# [TEXTO PARA LEER]
....................
Cine
Abraham Lincoln: un cazador de vampiros estrambótico
¿Se imaginan a nuestros presidentes Álvaro Uribe o Juan Manuel Santos cazando vampiros en la selva colombiana con un hacha? ¿O bien usar un tenedor con desesperación para salvarse de una mordida enorme?
La imagen puede parecer absurda, pero les comento que, allá, en Estados Unidos, una película con gran aceptación comercial ha convertido a uno de los presidentes más emblemáticos en un infatigable cazador de vampiros que pelea día y noche en medio de una obscura trama.
Se trata nada más ni nada menos que de Abraham Licoln: el decimosexto presidente de los Estados Unidos quien, ahora, recobra una condición física inmejorable para el placer de los amantes del género vampiresco.
Ya sabemos todos que los vampiros atraen y venden. Sólo basta comprobar el número interminable de películas que han salido últimamente con la serie de Crepúsculo, Underworld, Van Helsing, Blade y muchas otras que no podemos mencionar aquí.
En este caso, la película de “Abraham Lincoln” se basa en la novela de Seth Grahame-Smith. Un escritor que, de una idea totalmente absurda, ha logrado crear un fenómeno mediático sin precedentes.
La historia empieza en la infancia del presidente americano, cuando un vampiro vengativo mata a su madre. Años más tarde, Lincoln empieza a estudiar leyes y, en sus ratos de ocio, a liquidar nosferatus (o viceversa).
....................
# [EXTRACTO DE DATOS]
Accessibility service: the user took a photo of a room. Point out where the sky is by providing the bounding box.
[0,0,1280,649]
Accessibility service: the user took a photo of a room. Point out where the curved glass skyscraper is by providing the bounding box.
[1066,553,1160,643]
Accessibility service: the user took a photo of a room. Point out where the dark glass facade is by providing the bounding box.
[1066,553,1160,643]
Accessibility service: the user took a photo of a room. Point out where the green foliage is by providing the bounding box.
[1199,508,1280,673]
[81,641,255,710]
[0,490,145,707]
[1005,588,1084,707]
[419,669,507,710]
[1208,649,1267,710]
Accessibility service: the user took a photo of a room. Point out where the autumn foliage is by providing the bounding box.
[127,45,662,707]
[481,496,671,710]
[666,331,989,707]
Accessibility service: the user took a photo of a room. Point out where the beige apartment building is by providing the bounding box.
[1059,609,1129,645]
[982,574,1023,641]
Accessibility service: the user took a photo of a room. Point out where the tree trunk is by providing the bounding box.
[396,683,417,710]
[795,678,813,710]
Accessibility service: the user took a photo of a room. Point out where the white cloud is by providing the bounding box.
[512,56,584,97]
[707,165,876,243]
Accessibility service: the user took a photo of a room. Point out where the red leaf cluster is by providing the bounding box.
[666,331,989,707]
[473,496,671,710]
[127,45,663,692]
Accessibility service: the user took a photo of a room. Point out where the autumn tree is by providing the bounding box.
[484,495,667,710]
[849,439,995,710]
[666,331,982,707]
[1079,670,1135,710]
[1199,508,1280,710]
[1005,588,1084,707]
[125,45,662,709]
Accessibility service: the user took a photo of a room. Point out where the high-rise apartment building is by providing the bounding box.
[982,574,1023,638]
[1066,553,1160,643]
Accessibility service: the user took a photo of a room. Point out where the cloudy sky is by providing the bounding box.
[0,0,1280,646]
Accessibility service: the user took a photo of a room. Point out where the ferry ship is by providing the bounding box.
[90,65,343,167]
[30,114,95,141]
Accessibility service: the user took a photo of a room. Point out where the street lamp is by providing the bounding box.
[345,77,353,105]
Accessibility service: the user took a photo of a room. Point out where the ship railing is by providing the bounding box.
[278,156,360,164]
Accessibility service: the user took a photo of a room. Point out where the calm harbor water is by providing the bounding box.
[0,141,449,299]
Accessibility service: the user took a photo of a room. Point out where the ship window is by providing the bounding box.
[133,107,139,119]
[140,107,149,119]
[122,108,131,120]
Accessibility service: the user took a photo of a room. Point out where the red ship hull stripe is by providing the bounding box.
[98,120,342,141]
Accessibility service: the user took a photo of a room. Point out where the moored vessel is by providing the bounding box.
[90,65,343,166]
....................
# [COMPRUEBA TU COMPRENSIÓN]
1) Según la reseña sobre la película de Abraham Lincoln cazador de vampiros, ¿en qué obra se basa la película?
2) Sigue escribiendo la reseña sobre la película de Abraham Lincoln cazador de vampiros a partir de su última oración.

# [RESPUESTAS]
1) En la novela de Seth Grahame-Smith.

2)
Más adelante, Abraham Lincoln llega al poder y estalla la guerra de secesión que, que se librará entre el ejército del Norte y una horda de vampiros. Curiosamente, los objetos cortantes y/o punzantes van a tener un papel esencial en el devenir de la Historia: Lincoln liquida vampiros con un hacha tan infalible como el Magnum 44 de Harry Callahan y, en un momento dado de iluminación, un simple tenedor, inesperado deux ex machina, le inspira la solución para acabar con la plaga de los colmillos largos.
Este delirio cinematográfico viene materializado por Timur Bekmambetov con su habitual grandilocuencia: mucha pirotecnia visual, acción a raudales y escenas potentes, como la de la estampida de caballos o el clímax del tren.
No es un trabajo desdeñable. Se nota la búsqueda de originalidad y el afán de generar una tensión, pero tiene un problema: la ausencia de imágenes memorables. O de belleza, la belleza que ostentaba El maquinista de la General.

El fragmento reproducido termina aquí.